> [Records supplied]
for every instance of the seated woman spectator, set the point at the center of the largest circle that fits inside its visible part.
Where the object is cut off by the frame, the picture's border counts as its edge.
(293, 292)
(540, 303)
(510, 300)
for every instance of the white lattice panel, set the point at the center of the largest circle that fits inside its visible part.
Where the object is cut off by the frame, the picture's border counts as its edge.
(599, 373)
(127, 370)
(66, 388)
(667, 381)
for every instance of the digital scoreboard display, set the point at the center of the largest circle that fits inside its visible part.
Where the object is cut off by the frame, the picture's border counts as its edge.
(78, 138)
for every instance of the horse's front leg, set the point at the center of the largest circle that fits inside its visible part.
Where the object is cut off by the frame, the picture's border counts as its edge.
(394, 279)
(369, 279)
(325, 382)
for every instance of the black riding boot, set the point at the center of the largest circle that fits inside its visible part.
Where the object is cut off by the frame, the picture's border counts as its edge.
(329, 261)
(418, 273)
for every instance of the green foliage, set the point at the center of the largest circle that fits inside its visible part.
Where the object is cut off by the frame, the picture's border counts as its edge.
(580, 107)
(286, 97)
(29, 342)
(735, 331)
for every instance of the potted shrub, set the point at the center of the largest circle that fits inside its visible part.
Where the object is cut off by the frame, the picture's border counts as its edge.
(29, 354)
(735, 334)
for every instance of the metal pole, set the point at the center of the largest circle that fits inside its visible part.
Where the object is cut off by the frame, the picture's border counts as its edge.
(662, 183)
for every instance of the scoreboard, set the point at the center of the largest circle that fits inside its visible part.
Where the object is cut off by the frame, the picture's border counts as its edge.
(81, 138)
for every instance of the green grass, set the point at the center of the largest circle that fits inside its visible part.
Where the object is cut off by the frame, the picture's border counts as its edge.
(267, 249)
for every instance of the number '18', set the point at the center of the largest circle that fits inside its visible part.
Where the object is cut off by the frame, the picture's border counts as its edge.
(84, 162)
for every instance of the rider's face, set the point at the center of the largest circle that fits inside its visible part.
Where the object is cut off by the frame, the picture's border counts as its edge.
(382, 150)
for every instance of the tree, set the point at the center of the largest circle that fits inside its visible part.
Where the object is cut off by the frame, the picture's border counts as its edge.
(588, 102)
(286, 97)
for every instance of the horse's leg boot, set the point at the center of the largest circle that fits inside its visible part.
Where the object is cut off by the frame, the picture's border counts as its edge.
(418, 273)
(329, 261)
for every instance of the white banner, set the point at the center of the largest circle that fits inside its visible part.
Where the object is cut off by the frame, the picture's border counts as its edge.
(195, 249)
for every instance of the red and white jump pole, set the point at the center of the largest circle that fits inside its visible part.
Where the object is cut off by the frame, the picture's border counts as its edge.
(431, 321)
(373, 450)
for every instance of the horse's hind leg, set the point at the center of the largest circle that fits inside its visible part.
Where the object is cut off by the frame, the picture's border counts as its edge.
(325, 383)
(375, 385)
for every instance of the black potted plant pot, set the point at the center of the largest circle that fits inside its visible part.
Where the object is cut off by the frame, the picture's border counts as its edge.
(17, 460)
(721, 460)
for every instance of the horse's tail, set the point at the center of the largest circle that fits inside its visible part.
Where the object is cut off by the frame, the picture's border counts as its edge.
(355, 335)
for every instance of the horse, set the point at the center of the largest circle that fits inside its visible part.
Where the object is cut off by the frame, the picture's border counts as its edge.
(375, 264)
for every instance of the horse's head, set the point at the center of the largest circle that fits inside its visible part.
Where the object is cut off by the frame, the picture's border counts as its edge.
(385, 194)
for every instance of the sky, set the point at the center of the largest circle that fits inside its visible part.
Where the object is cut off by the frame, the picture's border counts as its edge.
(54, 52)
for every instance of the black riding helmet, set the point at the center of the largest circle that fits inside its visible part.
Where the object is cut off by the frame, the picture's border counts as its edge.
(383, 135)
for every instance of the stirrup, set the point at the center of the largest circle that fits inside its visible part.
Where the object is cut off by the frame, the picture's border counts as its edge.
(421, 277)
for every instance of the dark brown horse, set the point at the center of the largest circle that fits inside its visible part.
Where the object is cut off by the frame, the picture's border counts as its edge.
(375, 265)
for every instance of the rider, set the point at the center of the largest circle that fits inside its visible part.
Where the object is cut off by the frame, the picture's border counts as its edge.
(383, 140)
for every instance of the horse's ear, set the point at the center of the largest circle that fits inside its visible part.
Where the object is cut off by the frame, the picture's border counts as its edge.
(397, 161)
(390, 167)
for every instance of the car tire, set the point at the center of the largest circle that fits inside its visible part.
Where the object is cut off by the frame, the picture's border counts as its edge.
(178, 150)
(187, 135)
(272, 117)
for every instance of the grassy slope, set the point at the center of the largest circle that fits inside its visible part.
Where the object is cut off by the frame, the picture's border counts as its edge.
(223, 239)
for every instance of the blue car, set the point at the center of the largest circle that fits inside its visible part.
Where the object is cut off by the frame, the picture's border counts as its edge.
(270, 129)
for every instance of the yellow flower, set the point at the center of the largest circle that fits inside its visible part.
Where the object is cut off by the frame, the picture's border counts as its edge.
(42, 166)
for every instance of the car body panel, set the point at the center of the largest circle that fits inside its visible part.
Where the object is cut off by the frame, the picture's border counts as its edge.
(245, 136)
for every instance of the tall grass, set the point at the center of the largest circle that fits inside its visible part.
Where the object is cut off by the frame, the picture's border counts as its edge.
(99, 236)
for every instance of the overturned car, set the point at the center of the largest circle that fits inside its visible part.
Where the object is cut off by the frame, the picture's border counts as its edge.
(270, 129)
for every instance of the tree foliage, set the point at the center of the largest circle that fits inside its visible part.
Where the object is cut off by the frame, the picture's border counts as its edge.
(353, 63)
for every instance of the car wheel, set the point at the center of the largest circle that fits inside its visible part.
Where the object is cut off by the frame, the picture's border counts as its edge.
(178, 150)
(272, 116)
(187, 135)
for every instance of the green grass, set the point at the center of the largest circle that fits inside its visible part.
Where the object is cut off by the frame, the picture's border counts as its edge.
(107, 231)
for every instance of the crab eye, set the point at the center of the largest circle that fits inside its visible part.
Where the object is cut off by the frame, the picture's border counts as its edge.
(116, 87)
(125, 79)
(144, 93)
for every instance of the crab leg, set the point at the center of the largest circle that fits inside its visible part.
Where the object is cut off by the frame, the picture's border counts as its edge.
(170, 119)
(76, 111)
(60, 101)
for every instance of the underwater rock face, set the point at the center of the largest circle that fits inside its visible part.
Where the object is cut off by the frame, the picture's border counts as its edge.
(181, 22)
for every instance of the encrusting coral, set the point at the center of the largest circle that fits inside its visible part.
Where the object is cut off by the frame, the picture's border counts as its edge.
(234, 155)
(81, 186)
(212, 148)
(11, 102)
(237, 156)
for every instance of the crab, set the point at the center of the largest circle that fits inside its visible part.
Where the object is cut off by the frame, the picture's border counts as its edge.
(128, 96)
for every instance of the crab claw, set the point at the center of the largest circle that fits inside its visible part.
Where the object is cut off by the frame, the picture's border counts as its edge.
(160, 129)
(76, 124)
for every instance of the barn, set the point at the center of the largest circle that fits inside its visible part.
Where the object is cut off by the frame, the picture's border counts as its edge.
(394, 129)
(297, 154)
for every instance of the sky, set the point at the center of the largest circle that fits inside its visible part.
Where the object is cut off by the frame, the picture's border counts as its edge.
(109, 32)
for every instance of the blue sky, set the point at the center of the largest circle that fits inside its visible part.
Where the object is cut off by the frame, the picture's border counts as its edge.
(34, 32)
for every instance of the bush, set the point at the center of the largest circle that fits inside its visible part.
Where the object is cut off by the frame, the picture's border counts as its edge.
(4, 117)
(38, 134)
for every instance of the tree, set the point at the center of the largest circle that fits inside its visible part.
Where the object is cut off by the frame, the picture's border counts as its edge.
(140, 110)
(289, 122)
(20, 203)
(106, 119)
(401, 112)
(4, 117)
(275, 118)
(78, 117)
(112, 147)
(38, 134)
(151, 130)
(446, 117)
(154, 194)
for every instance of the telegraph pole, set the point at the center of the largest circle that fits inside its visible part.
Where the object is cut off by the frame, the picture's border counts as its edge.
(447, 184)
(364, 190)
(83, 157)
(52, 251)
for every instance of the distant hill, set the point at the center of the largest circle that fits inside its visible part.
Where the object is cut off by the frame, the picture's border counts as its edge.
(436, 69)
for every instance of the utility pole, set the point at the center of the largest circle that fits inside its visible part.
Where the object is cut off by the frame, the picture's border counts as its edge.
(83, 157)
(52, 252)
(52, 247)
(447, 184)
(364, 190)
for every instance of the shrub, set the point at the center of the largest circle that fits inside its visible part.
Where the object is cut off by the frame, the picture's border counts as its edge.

> [What is being asked] All lines above from the line with "for every instance of the blue car, set" through the line with "for every instance of the crab eye, set", both included, are to be set down exactly, with nothing else.

> [Task result]
for every instance of the blue car, set the point at the center of the largest circle that fits inside its visible part.
Where the object is cut off by the frame, the picture's border counts as its edge.
(270, 129)
for every instance of the yellow flower, set the point at the center of the largest circle that fits inside its visible part.
Where the object is cut off by the frame, the picture's border counts as its edge.
(42, 166)
for every instance of the car body panel, set the point at the center of the largest circle that fits inside its visible part.
Where the object is cut off by the frame, the picture's border counts as its edge.
(245, 136)
for every instance of the tall grass, set the point at the center of the largest circle that fits inside its visible part.
Where the object is cut off by the frame, the picture's border counts as its edge.
(99, 236)
for every instance of the overturned car, set the point at the center of the largest circle that fits inside its visible part.
Where the object is cut off by the frame, the picture's border counts as its edge.
(270, 129)
for every instance of the tree foliage, set the point at the center of the largest circle that fits inside its visible part.
Where the object is cut off by the frame, the picture's border counts as its edge.
(353, 63)
for every instance of the car wheel, set the point at the center of the largest circle that fits inside its visible part.
Where the object is cut off by the frame, the picture's border counts as its edge.
(178, 150)
(272, 116)
(187, 135)
for every instance of the green grass, set the point at the center of the largest circle that fits inside its visible part.
Where the object is cut off by the frame, the picture's border counts as its edge.
(107, 231)
for every instance of the crab eye, set the point at the center of the largest circle that fits inside its visible part.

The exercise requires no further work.